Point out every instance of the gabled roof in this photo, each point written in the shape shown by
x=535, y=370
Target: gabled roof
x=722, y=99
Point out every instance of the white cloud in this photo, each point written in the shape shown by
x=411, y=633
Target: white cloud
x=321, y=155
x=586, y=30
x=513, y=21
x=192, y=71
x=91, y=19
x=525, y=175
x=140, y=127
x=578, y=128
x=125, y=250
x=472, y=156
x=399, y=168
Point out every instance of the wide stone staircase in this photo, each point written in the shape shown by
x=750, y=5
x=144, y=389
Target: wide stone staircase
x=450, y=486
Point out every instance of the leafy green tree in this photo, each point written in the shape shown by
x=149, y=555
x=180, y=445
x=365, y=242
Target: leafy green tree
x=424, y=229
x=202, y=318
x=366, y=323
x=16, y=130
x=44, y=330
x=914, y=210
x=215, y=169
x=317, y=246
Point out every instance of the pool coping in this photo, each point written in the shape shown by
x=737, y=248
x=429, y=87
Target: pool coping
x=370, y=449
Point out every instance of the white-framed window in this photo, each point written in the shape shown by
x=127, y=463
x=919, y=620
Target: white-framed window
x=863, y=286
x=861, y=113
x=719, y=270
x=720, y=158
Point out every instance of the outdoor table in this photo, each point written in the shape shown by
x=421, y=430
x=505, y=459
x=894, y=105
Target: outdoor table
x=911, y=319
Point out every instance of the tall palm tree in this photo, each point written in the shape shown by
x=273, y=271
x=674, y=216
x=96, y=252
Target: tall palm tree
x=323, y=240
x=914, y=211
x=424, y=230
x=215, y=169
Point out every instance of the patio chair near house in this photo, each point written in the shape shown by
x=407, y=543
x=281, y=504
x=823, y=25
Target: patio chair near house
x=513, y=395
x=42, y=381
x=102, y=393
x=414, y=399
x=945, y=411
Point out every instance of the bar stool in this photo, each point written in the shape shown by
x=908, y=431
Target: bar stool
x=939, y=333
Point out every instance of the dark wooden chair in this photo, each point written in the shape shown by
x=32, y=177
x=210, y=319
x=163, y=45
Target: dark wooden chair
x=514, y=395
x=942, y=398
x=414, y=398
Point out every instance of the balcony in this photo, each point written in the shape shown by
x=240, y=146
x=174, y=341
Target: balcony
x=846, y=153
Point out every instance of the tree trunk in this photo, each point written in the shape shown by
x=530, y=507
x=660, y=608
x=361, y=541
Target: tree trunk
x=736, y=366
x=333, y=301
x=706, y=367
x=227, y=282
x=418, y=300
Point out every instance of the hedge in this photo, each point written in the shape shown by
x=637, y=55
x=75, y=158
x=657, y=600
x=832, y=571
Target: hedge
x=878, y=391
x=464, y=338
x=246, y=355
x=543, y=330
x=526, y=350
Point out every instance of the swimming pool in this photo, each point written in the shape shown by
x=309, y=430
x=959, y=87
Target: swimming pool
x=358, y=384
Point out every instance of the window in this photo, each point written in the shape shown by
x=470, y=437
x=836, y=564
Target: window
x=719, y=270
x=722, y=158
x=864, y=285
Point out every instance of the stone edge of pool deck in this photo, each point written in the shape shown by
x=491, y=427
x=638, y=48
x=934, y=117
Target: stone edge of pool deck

Exercise prompt: Rewrite the material from the line that contains "Point out every instance of the tall" through the line that contains "x=945, y=411", requests included, and scale each x and y coordinate in the answers by 1.35, rounding to whole numbers with halves rounded up. Leave the numbers in the requests and their format samples unchanged.

Response:
Point out every instance of the tall palm tree in this photo, each point written in the shape shown by
x=273, y=271
x=674, y=216
x=96, y=252
Target: tall palm tree
x=436, y=324
x=1234, y=285
x=572, y=311
x=290, y=228
Point out every instance of the patio chair near house in this photo, each point written in the shape shown by
x=407, y=543
x=281, y=504
x=823, y=25
Target: patio chair near house
x=693, y=533
x=57, y=514
x=138, y=531
x=559, y=539
x=1276, y=555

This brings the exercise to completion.